[[ Extract, beginning ]]
Many studies do not recommend vestibular suppressant as an adjunctive therapy to canalith repositioning maneuver (CRM); nevertheless, it has been proven that those treatment regimens may alter the natural course of treatment by lowering both the anxiety effect and an additive placebo effect. Therefore, we aimed to look for and compare the efficacy of CRM therapy alone with maneuver (M) + vestibular suppressant therapy (M + VST). As a novelty, we used the State-Trait Anxiety Inventory (STAI) to express both the current and underlying anxiety level of the susceptible cases.

Methods:

One hundred cases were included in the study and were randomly assigned to either CRM or M + VST groups. Before the therapy, each participant received a 40-item STAI test, and then the select treatment was applied. On the second week, the participants were reevaluated and filled in another STAI.

Results:

In CRM, 23 cases were affected from the right side and 27 from the left side. Further, 21 cases received the barbeque M and 29 the Epley maneuver. On the other hand, in M + VST, 19 cases were affected from the right side and 31 from the left side. In addition, 27 cases received the barbeque M and 23 the Epley maneuver. The STAI-State (S) and STAI-Trait (T) results were compared before and after the treatment regimens. Pretreatment scores of STAI-S or STAI-T were not significant between the two groups (p=0.494; p=0.481). STAI-S and STAI-T scores substantially decreased within the groups after the treatment; in other words, both CRM and M + VST had lower scores after the treatment regimens (p<0.05). The posttreatment STAI-S and STAI-T scores were lower in M + VST than that of CRM (p<0.05).
[[ Extract, end ]]
Required action 1 -
For each statement (a), (b) and (c), say whether it agrees with the abstract. Answer yes or no, and quote the words from the abstract that decide it.
(a) Participants completed the STAI both before therapy and again in the second week.
(b) Pretreatment STAI scores differed significantly between the two groups.
(c) After treatment, STAI scores were lower in the CRM group than in the M + VST group.
Required action 2 -
Answer these questions from the abstract:
(a) Which instrument was used to express both the current and underlying anxiety level?
(b) How many cases were included in the study?
(c) In the M + VST group, how many cases received the Epley maneuver?
[[ Supplied information, beginning ]]
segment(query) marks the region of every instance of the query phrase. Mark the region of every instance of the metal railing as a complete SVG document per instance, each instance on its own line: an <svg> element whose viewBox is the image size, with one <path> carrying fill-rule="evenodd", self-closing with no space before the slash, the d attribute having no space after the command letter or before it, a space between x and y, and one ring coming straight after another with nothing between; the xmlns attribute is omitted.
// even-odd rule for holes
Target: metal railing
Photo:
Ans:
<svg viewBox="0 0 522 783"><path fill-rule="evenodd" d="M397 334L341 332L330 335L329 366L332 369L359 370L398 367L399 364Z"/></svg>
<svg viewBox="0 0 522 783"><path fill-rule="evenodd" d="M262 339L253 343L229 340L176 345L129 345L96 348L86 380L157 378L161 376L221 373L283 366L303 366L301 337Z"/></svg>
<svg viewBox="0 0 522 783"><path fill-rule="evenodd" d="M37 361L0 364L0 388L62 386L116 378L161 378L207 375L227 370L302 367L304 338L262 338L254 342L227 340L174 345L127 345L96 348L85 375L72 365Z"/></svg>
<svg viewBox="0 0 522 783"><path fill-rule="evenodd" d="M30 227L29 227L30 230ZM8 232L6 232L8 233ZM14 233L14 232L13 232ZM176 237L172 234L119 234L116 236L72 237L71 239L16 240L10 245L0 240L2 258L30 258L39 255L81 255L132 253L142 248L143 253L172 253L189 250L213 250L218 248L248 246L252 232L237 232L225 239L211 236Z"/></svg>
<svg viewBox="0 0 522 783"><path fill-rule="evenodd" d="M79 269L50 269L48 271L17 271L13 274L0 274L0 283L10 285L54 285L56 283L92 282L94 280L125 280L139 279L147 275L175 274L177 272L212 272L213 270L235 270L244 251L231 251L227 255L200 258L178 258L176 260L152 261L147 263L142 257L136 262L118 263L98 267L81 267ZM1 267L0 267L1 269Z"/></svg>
[[ Supplied information, end ]]
Answer area 1 -
(a) Yes: "Before the therapy, each participant received a 40-item STAI test" and "On the second week, the participants were reevaluated and filled in another STAI."
(b) No: "Pretreatment scores of STAI-S or STAI-T were not significant between the two groups (p=0.494; p=0.481)."
(c) No: "The posttreatment STAI-S and STAI-T scores were lower in M + VST than that of CRM (p<0.05)."

Answer area 2 -
(a) The State-Trait Anxiety Inventory (STAI)
(b) One hundred
(c) 23